── INPUT RECORDS

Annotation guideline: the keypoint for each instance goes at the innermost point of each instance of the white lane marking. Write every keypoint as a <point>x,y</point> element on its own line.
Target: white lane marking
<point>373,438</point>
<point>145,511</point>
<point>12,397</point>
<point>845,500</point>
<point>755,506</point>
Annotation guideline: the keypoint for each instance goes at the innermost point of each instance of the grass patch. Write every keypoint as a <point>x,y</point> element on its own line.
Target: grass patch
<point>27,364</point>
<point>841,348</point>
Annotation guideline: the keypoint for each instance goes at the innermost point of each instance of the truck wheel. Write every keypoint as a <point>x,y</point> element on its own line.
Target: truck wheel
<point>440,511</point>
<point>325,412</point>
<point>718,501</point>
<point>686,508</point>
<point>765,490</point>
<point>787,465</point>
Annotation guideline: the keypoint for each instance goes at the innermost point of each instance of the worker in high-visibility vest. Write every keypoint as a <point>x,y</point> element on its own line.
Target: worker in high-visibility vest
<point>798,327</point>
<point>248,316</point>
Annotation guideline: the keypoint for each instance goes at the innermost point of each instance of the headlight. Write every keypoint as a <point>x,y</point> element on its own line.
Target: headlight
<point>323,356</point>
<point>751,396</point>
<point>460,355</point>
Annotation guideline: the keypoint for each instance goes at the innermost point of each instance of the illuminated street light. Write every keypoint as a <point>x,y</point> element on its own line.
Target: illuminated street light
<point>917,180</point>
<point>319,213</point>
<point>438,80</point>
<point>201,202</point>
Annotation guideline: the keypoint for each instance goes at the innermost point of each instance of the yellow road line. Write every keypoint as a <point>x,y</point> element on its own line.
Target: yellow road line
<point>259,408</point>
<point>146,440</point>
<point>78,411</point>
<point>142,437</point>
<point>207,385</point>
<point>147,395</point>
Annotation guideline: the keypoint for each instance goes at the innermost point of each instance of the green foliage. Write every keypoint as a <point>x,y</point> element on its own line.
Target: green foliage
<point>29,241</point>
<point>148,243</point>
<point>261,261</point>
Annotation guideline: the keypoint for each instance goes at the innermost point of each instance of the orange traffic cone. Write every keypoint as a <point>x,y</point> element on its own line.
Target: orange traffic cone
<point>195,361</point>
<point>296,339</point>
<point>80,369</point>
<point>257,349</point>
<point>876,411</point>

────

> _STATED TASK_
Reproduce all of the rows above verbatim, without changing anything.

> _CORRECT RESPONSE_
Annotation guideline: the keypoint for each instance goes at the innermost point of each instance of the white lane marking. Write every keypoint as a <point>x,y</point> element on its own line.
Target: white lane marking
<point>373,438</point>
<point>145,511</point>
<point>12,397</point>
<point>845,500</point>
<point>755,506</point>
Annotation guideline: the keypoint for each instance goes at the innermost point of each instance of the grass patch. Write every keypoint as a <point>x,y</point> element on its own line.
Target: grass patch
<point>27,364</point>
<point>841,348</point>
Annotation guideline: the keypoint for each instance goes at the innermost point of each instance of the truck wheel. Write every keypoint as a <point>x,y</point> element on its own line.
Target: truck wheel
<point>440,511</point>
<point>325,412</point>
<point>718,501</point>
<point>686,508</point>
<point>765,490</point>
<point>787,465</point>
Annotation guideline: the keypoint for each instance goes at the innermost point of each instance of the worker in high-visibility vest. Write every keypoint as a <point>x,y</point> element on its own line.
Target: worker in high-visibility vest
<point>798,327</point>
<point>248,316</point>
Annotation guideline: the keypoint for each instance goes at the innermost point of each instance of the headlight. Write every keypoint as a <point>x,y</point> element on its own line.
Target: headlight
<point>323,356</point>
<point>751,396</point>
<point>460,355</point>
Annotation guideline: the keypoint for each instance goes at the innermost point of each instance of the illuminated street light. Write every keypoint as a <point>x,y</point> element on its own line.
Target: illuminated street light
<point>917,180</point>
<point>319,213</point>
<point>438,80</point>
<point>201,202</point>
Annotation guideline: the keypoint for each instance goes at the innermost point of each instance of the yellow road line. Write every keypoint as a <point>x,y</point> element on its own line.
Target: yellow road line
<point>259,408</point>
<point>146,440</point>
<point>78,411</point>
<point>142,437</point>
<point>207,385</point>
<point>147,395</point>
Annotation guideline: the keypoint for each instance goes at the innermost point of each instance of the green foliage. Write every keypoint as a <point>x,y</point> element on its own line.
Target: green foliage
<point>29,241</point>
<point>148,243</point>
<point>261,261</point>
Annotation guideline: the keypoint for each instance goes at the innermost point of each instance of the orange traffic cone. Write every keypoint as a <point>x,y</point> element on its own line.
Target: orange traffic cone
<point>195,361</point>
<point>296,339</point>
<point>80,369</point>
<point>257,349</point>
<point>876,411</point>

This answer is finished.